───── Source passage

Forest Service officials say the county hasn’t taken the steps needed to clear a creek. And the LADWP is responsibile for the reduction in the area’s creek levels.
In the meantime, two things have been made clear to residents, according to Ron Rambin, who lives in Bouquet Canyon, and relies on a private well, like many of the area’s residents: Wells in the area are running dry, and there are multiple agencies responsible.
“I’ve lived up here for 45 years,” Rambin said. “My property abuts (Angeles National Forest) on Bouquet Canyon. The issues started in 2005, but it takes several years of having no water for the wells to go dry.”
That day has already come for Bouquet Canyon resident Helen Angarita, who said she has a well, but it doesn’t produce, and she regularly spends about $90 for about 4,000 gallons.
She also has a tenant on her property that she has to provide water for, and the cost rises quickly. The average Santa Clarita Valley home uses about 225,000 gallons per year, according to water officials.
“Basically, my grass is dying, because the water is expensive,” said Angarita, who lives about a mile north of Vasquez Canyon Road.
An official came to the door about six months ago and asked for a signature, Angarita said.
Residents say they have been working together with officials from county Supervisor Michael D. Antonovich’s office, as well as Congressman Buck McKeon’s office to try to get something done.
But in the meantime, the wells in the area now have about six to nine months before they’re all completely dry, Rambin said, based on discussion with a hydrologist.
And, so far, nothing has come of her signature, Angarita said.
The need to clean Bouquet Canyon Creek
There’s about 800 people who live in the Bouquet Canyon area, and about 200-300 of them rely on private wells, said Rambin, who’s been researching the issue extensively.
The exact numbers aren’t known because some of the records were damaged in a fire in the 1960s, he said.
“The crux of the issue is, in 2005, we had the big flood here, and it washed out a lot of Bouquet Canyon Road and so forth,” Rambin said.

──────────

- [What you need to do]:
• A. List every government agency or official's office that the Bouquet Canyon article names.
• B. Do these statements agree with the Bouquet Canyon article? Answer yes or no for each and quote the words from the article that decide it.
(i) Rambin says the problems began in 2005.
(ii) Angarita's well still produces water for her household.
(iii) All of the roughly 800 people in the Bouquet Canyon area rely on private wells.
• C. Please carry on the Bouquet Canyon article from its last sentence.

───── Rows

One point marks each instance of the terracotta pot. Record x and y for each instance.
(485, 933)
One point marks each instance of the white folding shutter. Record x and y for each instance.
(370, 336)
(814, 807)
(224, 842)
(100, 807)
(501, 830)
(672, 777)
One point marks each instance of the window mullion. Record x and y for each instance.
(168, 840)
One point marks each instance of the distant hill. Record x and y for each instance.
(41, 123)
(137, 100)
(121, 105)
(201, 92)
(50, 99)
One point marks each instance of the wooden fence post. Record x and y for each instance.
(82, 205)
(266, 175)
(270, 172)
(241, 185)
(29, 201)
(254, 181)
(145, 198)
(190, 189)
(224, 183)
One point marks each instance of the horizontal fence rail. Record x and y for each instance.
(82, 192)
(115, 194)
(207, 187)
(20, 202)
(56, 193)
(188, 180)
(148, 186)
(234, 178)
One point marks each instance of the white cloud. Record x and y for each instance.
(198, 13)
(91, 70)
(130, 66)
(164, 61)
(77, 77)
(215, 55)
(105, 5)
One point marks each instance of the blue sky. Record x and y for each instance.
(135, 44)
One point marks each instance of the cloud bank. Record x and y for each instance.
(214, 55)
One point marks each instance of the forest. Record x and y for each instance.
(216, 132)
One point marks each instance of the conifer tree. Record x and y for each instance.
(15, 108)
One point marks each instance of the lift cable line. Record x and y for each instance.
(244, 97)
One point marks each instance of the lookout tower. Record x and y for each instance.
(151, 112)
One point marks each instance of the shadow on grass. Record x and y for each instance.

──────────

- [Answers given]:
• A.
- Forest Service
- the county
- LADWP
- county Supervisor Michael D. Antonovich's office
- Congressman Buck McKeon's office

• B.
(i) Yes: "The issues started in 2005"
(ii) No: "she has a well, but it doesn’t produce"
(iii) No: "about 200-300 of them rely on private wells"

• C.
Canyon residents rely on the creek and its upkeep, he added.
“There is no other water supply for this canyon,” Rambin said.
Up until about 10 years ago, the county officials would undertake an annual cleaning of the creek, said Dave Caddick, Los Angeles County district engineer for road maintenance in District 5, which includes the Santa Clarita Valley.
While the road is on United States Forest Service land, the road is maintained by Los Angeles County through special permits, Caddick said.
“The county used to clear the creek adjacent to the roadway, which helped preserve the roadway by keeping the creek next to it lower than the road,” Caddick said. “But that largely stopped, about 2001 or 2002.”
Then, a series of events exacerbated the situation.
By 2007, the state and federal governments had declared the region a disaster area in response to widespread flooding and fires in the area, Caddick said.
“The whole canyon was completely impacted by the storm,” he said.
A road muddied by bureaucracy
After the federal and state governments stepped in, county officials had difficulty obtaining permission to clean out the creek, Caddick said.
“(It was) largely because of the required environmental clearances, required by several different government agencies, that were getting very difficult, at times, to get agreement between the different regulatory agencies,” Caddick said.
After residents contacted county officials and expressed their concerns about the water supply, two letters were sent to the U.S. Forest Service, Caddick said.
One letter was sent in July, and another was sent in October, he said.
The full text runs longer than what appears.